— The task —
Please output every entry below precisely as written.

— Provided information —
▶
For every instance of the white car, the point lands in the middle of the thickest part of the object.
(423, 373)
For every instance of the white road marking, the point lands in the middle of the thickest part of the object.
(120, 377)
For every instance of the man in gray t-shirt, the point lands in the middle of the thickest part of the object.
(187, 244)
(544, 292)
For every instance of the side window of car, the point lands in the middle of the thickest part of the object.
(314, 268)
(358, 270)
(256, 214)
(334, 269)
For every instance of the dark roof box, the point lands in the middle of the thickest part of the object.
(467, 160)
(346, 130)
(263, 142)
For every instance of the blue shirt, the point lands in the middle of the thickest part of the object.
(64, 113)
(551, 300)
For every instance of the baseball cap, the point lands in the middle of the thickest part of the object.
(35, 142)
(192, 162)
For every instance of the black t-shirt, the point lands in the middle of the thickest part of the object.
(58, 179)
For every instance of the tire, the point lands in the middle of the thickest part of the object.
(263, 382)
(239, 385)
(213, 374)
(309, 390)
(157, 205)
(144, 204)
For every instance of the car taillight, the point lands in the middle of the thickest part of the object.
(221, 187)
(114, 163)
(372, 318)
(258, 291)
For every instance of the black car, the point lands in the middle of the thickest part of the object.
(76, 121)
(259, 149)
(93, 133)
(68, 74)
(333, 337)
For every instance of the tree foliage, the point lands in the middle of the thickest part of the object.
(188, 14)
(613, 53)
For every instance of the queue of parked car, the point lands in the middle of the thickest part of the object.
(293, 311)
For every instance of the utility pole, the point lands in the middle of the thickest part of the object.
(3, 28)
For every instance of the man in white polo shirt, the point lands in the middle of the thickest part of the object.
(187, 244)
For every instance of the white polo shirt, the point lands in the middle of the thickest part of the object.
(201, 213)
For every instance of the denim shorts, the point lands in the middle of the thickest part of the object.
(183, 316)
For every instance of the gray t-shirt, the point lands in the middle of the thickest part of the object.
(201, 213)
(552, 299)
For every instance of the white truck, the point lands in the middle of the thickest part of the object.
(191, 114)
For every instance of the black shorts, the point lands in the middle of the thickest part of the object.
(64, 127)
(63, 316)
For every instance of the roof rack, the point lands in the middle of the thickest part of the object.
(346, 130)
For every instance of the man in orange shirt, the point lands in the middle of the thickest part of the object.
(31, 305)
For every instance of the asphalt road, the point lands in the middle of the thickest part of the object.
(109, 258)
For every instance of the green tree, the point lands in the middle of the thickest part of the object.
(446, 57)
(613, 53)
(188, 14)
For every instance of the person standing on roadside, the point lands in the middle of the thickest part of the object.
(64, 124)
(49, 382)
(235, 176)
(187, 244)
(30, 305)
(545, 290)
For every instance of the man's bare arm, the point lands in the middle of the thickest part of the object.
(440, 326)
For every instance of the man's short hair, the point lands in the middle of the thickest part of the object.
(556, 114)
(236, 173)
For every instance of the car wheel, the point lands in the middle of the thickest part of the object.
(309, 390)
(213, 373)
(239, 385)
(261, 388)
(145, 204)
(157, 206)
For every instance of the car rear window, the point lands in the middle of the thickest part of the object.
◀
— Exercise response —
For every instance of the white car, the point lands in the middle of the thickest part of the object.
(423, 373)
For every instance of the white road marking, the point lands in the middle of the thickest part of the object.
(120, 377)
For every instance of the man in gray t-shirt, the point lands in the middle of the thickest part of the object.
(187, 244)
(544, 292)
For every instance of the side window of car, the point lands in the middle of the thickest part of the object.
(314, 268)
(358, 270)
(256, 214)
(334, 269)
For every instance of the dark roof box, the point lands in the middle of the thickest part of the object.
(467, 160)
(346, 130)
(263, 142)
For every instance of the blue shirt, the point lands in the middle of the thickest part of the object.
(64, 113)
(551, 300)
For every instance of the baseball cap, the point lands in the middle of the thickest part of the object.
(35, 142)
(192, 162)
For every instance of the black t-shirt, the point lands in the middle of the thickest part of the object.
(58, 179)
For every instance of the tire, the point lands in the middle of the thickest part of the object.
(263, 382)
(239, 385)
(213, 374)
(309, 390)
(157, 205)
(144, 204)
For every instance of the car taillight, the point lands in the middle of the thickest part of the object.
(221, 187)
(114, 163)
(372, 318)
(258, 291)
For every instance of the black car, the point lands in the middle of the thickest part of the object.
(76, 121)
(259, 149)
(93, 133)
(68, 74)
(333, 337)
For every instance of the tree foliage, the point lands in the middle of the thickest part of the object.
(188, 14)
(613, 53)
For every instance of the queue of parked car, the point lands in the middle of the thickest part of the object.
(293, 311)
For every instance of the utility pole, the point lands in the middle of the thickest part of the object.
(3, 28)
For every instance of the man in white polo shirt, the point lands in the middle of the thickest part of the object.
(187, 244)
For every instance of the white polo shirt, the point lands in the middle of the thickest part of the object.
(201, 213)
For every instance of the denim shorts, the point lands in the middle of the thickest part of the object.
(183, 316)
For every instance of the gray t-shirt, the point lands in the middle of the thickest part of the object.
(201, 213)
(552, 299)
For every instance of the white truck, the point lands in the middle of the thickest part of the object.
(191, 114)
For every instance of the black shorts, the point lands in the middle of the thickest part of the object.
(64, 127)
(63, 316)
For every instance of the roof rack, the point lands in the middle of the thickest part of the object.
(346, 130)
For every instance of the man in orange shirt, the point lands in the middle of the thickest part of the object.
(31, 305)
For every instance of the asphalt road, the point lands in the middle of the thickest part of the object.
(109, 258)
For every instance of the green tree, the point lands in the middle of the thickest part of the object.
(446, 57)
(613, 53)
(188, 14)
For every instance of the person standing on roadside, the point lands in the middle of the thickest part of the object.
(64, 124)
(49, 382)
(235, 176)
(187, 244)
(30, 305)
(545, 290)
For every instance of the man's bare arm, the point lands in the middle of the thickest part of the object.
(440, 326)
For every instance of the man's short hair, the point lands in the middle of the thickest part of the object.
(556, 114)
(236, 173)
For every instance of the car wheel, the point lands in the middle of the thickest part of the object.
(309, 390)
(213, 373)
(239, 385)
(261, 388)
(145, 204)
(157, 206)
For every instance of the car rear window, the point lands in the middle of the thickest part of the object.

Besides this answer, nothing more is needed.